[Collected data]
▼

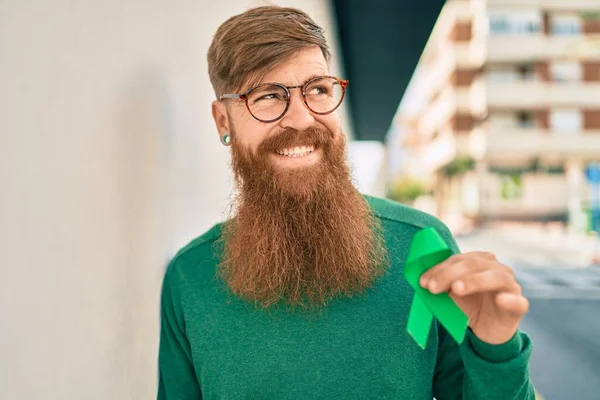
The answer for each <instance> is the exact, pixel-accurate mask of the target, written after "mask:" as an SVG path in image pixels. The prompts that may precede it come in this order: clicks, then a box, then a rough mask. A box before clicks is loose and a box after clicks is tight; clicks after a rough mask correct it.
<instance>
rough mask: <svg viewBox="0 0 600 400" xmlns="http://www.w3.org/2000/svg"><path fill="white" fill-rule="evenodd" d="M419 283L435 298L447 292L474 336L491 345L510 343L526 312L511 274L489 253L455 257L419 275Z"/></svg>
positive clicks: (455, 255)
mask: <svg viewBox="0 0 600 400" xmlns="http://www.w3.org/2000/svg"><path fill="white" fill-rule="evenodd" d="M420 283H421V286H422V287H423V288H425V289H427V290H429V291H430V292H431V293H434V294H437V293H442V292H448V294H449V295H450V297H451V298H452V300H454V302H455V303H456V304H457V305H458V307H459V308H460V309H461V310H462V311H463V312H464V313H465V314H466V315H467V317H468V318H469V327H470V328H471V330H472V331H473V333H474V334H475V335H476V336H477V337H478V338H479V339H481V340H483V341H484V342H487V343H490V344H502V343H505V342H507V341H509V340H510V339H511V338H512V337H513V335H514V334H515V332H516V331H517V330H518V328H519V322H520V321H521V319H522V318H523V316H524V315H525V314H527V311H528V310H529V301H528V300H527V299H526V298H525V297H524V296H522V295H521V286H520V285H519V284H518V283H517V281H516V280H515V274H514V272H513V270H512V269H511V268H509V267H507V266H505V265H502V264H501V263H500V262H498V260H497V259H496V256H494V255H493V254H492V253H487V252H470V253H464V254H457V255H454V256H452V257H450V258H448V259H447V260H445V261H444V262H442V263H440V264H438V265H436V266H434V267H433V268H431V269H429V270H428V271H426V272H425V273H424V274H423V275H421V278H420Z"/></svg>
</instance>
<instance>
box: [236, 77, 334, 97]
mask: <svg viewBox="0 0 600 400" xmlns="http://www.w3.org/2000/svg"><path fill="white" fill-rule="evenodd" d="M320 76H329V75H327V74H326V73H322V74H311V75H309V76H308V78H306V79H305V80H304V81H303V82H302V83H301V84H300V85H284V84H283V83H281V82H275V81H260V82H256V83H254V84H253V85H252V86H250V87H249V88H248V89H246V90H245V91H244V92H247V91H248V90H250V89H253V88H255V87H257V86H259V85H263V84H269V83H277V84H280V85H283V86H290V87H292V86H302V85H304V84H305V83H306V82H308V81H310V80H311V79H315V78H318V77H320Z"/></svg>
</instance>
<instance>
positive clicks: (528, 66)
mask: <svg viewBox="0 0 600 400" xmlns="http://www.w3.org/2000/svg"><path fill="white" fill-rule="evenodd" d="M517 71H518V73H519V78H520V79H521V80H522V81H531V80H534V79H535V73H534V70H533V65H531V64H522V65H519V66H518V67H517Z"/></svg>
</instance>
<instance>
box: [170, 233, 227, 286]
mask: <svg viewBox="0 0 600 400" xmlns="http://www.w3.org/2000/svg"><path fill="white" fill-rule="evenodd" d="M221 229H222V224H216V225H214V226H213V227H212V228H210V229H209V230H208V231H206V232H205V233H203V234H202V235H200V236H198V237H196V238H195V239H193V240H191V241H190V242H189V243H188V244H186V245H185V246H183V247H182V248H181V249H180V250H179V251H178V252H177V253H176V254H175V256H174V257H173V258H172V259H171V261H170V262H169V265H168V267H167V271H166V274H165V280H167V279H169V280H173V279H176V280H180V279H185V278H189V277H191V276H197V275H199V274H200V275H203V274H204V273H208V274H209V275H211V276H212V274H213V273H214V266H215V265H216V263H217V262H218V249H217V246H218V240H219V238H220V237H221Z"/></svg>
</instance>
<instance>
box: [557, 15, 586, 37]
mask: <svg viewBox="0 0 600 400" xmlns="http://www.w3.org/2000/svg"><path fill="white" fill-rule="evenodd" d="M550 27H551V29H550V30H551V32H552V34H553V35H559V36H570V35H579V34H581V19H580V18H579V17H578V16H577V15H568V14H564V15H560V14H559V15H553V16H552V17H551V23H550Z"/></svg>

▲

**Activity**. Lines from the entries that contain the word "rough" are what the answer must hold.

**Task solution**.
The answer for each <instance> is the exact, pixel-accurate mask of the target, written after "mask:" as an SVG path in image pixels. The prompts that may precede it come in this order: clicks, then a box, then a rough mask. A box before clicks is loose and a box after clicks is tight; clicks after a rough mask correct it.
rough mask: <svg viewBox="0 0 600 400" xmlns="http://www.w3.org/2000/svg"><path fill="white" fill-rule="evenodd" d="M419 283L435 298L447 292L474 336L491 345L510 343L526 312L511 274L489 253L455 257L419 275Z"/></svg>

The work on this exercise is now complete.